Source extract below:

Drugs in Sport: How should the Pharma Industry Respond?

Niamh Madigan

Last week  the media once again glared  into the world of disgraced cyclist,  Lance Armstrong, after his admission on the Oprah Winfrey Show that he did in fact take unauthorised substances throughout his cycling career and more specifically in the 7 Tour de France tournaments he competed in and won.

The BBC also stated that “the American cyclist revealed he took performance-enhancing drugs in each of his Tour wins from 1999-2005, but said doping was ‘part of the process required to win the Tour’.”

One has to raise the question as to what changes can be made in the Pharma industry to prevent such fiascos occurring on the world stage of sport.

Pharma and Biotech companies are best placed to assess the possible doping effects of pipeline substances and to encourage anti-doping authorities to take much-needed preventive action. And what about the role and responsibility of regulatory agencies, should we question their standards as they authorise the marketing of these substances?

While Pharma companies strive and spend years working on innovative medicines  to cure patients, it is a well known fact that some of these are misused. A report by the International Federation of Pharmaceutical Manufacturers and Associations (IFPMA) recently stated, “while the misuse of well-established products is well known and detection methods are often available, medicines in pre-clinical or clinical development are very attractive options to cheating athletes and their entourages because authorities are less aware of them and there is a delay in the implementation of detection methods.” ( Taken from ‘2 Fields, One Goal: Protecting the Integrity of Science in Sport’ by the IFPMA)

So the question lands at the doorsteps of the Pharma companies,  are they being innovative enough to strengthen oversight of their compounds and help in addressing the public health concern and mitigate doping of their products?  Perhaps more communication and partnerships are required between the Pharma and Biotech companies with organisations like the World Anti-Doping Authority ( WADA) to help identify products with potential abuse risks.

Meanwhile all will end well for our Prince Lancelot in this tale – his overdue admission  will soften hearts, because deep down we all like to see the bad guy turn good. When he’s paid all his dues and received some public pardon, he will go on to rebuild a career. But how many more Lance Armstrongs are to come, taking glory away from those sportsmen that truly deserve it and not forgetting the scientists who strive to save lives and not sabotage sport?

End of Source extract.

### What to do
Reproduce the entire article above on drugs in sport and the pharma industry's response, word for word.

Material supplied below:

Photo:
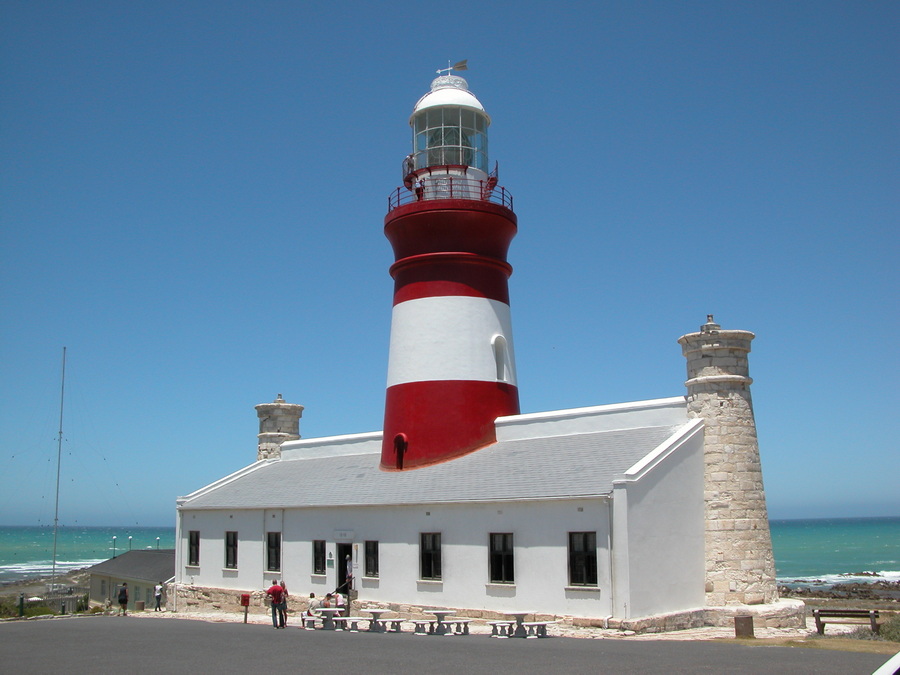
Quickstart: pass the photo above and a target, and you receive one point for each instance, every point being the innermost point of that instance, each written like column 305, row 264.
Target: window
column 231, row 550
column 319, row 556
column 501, row 559
column 371, row 558
column 194, row 547
column 501, row 359
column 583, row 558
column 273, row 551
column 430, row 555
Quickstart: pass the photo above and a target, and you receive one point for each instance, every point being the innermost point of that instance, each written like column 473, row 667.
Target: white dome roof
column 449, row 90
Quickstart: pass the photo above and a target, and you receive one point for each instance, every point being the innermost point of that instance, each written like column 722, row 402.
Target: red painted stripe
column 443, row 419
column 451, row 225
column 432, row 275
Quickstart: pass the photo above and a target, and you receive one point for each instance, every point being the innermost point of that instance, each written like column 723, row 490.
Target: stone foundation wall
column 782, row 614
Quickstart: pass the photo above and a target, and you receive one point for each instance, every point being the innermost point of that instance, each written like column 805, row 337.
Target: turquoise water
column 28, row 551
column 824, row 549
column 835, row 548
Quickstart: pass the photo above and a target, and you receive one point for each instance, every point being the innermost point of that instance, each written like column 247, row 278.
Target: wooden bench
column 353, row 622
column 501, row 629
column 536, row 629
column 861, row 616
column 421, row 624
column 460, row 626
column 309, row 622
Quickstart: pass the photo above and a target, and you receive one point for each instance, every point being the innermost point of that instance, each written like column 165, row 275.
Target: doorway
column 345, row 568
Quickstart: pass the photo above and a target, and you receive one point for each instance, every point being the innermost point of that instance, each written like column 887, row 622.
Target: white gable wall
column 658, row 530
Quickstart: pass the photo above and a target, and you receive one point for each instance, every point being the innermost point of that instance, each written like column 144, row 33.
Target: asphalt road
column 134, row 645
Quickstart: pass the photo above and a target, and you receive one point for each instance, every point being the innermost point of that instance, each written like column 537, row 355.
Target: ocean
column 27, row 552
column 808, row 552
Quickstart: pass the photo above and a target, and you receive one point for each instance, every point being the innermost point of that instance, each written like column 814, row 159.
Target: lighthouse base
column 433, row 421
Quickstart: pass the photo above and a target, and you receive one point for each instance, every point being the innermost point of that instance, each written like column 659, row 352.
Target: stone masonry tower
column 740, row 568
column 278, row 422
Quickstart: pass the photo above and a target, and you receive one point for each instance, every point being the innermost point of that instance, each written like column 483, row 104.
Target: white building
column 613, row 513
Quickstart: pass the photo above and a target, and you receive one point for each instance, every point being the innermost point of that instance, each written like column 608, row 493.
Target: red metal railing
column 451, row 187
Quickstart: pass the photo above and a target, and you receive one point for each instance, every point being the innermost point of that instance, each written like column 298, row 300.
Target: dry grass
column 841, row 644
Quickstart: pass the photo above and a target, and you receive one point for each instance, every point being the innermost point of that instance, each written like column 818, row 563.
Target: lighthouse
column 451, row 368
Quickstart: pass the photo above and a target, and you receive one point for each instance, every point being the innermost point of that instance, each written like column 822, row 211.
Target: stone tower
column 740, row 568
column 278, row 422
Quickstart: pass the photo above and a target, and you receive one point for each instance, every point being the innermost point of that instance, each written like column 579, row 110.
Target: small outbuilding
column 141, row 570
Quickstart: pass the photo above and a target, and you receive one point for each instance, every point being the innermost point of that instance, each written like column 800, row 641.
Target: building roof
column 148, row 565
column 548, row 465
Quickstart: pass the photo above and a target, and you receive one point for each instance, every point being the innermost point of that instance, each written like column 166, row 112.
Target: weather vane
column 459, row 65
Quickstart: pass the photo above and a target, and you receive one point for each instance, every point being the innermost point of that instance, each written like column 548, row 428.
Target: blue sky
column 192, row 198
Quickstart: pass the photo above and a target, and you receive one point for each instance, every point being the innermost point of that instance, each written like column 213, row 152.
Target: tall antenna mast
column 62, row 393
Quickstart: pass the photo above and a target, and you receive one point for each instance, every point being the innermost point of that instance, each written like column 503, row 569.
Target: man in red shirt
column 276, row 593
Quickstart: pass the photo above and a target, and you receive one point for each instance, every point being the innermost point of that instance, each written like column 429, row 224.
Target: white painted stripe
column 448, row 338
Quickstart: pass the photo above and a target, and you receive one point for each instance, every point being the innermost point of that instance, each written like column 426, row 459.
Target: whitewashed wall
column 540, row 532
column 658, row 530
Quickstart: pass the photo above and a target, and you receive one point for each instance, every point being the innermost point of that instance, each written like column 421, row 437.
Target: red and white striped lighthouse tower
column 451, row 370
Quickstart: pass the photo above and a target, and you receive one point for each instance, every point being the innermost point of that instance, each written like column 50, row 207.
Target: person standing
column 311, row 611
column 276, row 593
column 282, row 608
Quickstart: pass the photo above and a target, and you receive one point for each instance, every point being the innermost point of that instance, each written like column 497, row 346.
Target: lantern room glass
column 450, row 135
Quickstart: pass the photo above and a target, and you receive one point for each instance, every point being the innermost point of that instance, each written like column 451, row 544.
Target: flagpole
column 62, row 394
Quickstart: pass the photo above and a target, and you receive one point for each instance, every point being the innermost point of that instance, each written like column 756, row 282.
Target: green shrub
column 890, row 629
column 862, row 633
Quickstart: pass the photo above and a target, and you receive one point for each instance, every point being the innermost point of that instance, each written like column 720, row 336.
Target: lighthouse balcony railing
column 451, row 187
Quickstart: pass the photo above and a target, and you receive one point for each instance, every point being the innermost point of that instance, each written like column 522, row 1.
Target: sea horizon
column 808, row 551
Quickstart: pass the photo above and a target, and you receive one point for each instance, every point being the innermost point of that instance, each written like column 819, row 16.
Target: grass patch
column 841, row 644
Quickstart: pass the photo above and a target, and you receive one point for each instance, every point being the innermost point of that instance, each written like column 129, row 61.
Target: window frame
column 501, row 558
column 430, row 556
column 273, row 551
column 318, row 556
column 583, row 559
column 194, row 548
column 371, row 550
column 231, row 549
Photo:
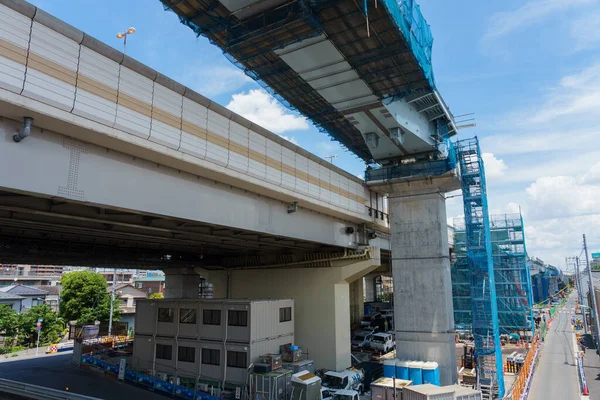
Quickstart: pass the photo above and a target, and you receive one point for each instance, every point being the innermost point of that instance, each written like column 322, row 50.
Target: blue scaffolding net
column 478, row 249
column 511, row 273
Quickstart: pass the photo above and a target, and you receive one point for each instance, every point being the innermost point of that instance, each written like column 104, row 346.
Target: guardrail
column 29, row 391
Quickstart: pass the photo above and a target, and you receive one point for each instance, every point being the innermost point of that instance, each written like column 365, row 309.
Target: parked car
column 383, row 342
column 369, row 318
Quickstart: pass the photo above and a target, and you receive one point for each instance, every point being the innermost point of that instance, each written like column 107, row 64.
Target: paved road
column 56, row 372
column 556, row 375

End of Material supplied.

### Task solution
Drugs in Sport: How should the Pharma Industry Respond?

Niamh Madigan

Last week  the media once again glared  into the world of disgraced cyclist,  Lance Armstrong, after his admission on the Oprah Winfrey Show that he did in fact take unauthorised substances throughout his cycling career and more specifically in the 7 Tour de France tournaments he competed in and won.

The BBC also stated that “the American cyclist revealed he took performance-enhancing drugs in each of his Tour wins from 1999-2005, but said doping was ‘part of the process required to win the Tour’.”

One has to raise the question as to what changes can be made in the Pharma industry to prevent such fiascos occurring on the world stage of sport.

Pharma and Biotech companies are best placed to assess the possible doping effects of pipeline substances and to encourage anti-doping authorities to take much-needed preventive action. And what about the role and responsibility of regulatory agencies, should we question their standards as they authorise the marketing of these substances?

While Pharma companies strive and spend years working on innovative medicines  to cure patients, it is a well known fact that some of these are misused. A report by the International Federation of Pharmaceutical Manufacturers and Associations (IFPMA) recently stated, “while the misuse of well-established products is well known and detection methods are often available, medicines in pre-clinical or clinical development are very attractive options to cheating athletes and their entourages because authorities are less aware of them and there is a delay in the implementation of detection methods.” ( Taken from ‘2 Fields, One Goal: Protecting the Integrity of Science in Sport’ by the IFPMA)

So the question lands at the doorsteps of the Pharma companies,  are they being innovative enough to strengthen oversight of their compounds and help in addressing the public health concern and mitigate doping of their products?  Perhaps more communication and partnerships are required between the Pharma and Biotech companies with organisations like the World Anti-Doping Authority ( WADA) to help identify products with potential abuse risks.

Meanwhile all will end well for our Prince Lancelot in this tale – his overdue admission  will soften hearts, because deep down we all like to see the bad guy turn good. When he’s paid all his dues and received some public pardon, he will go on to rebuild a career. But how many more Lance Armstrongs are to come, taking glory away from those sportsmen that truly deserve it and not forgetting the scientists who strive to save lives and not sabotage sport?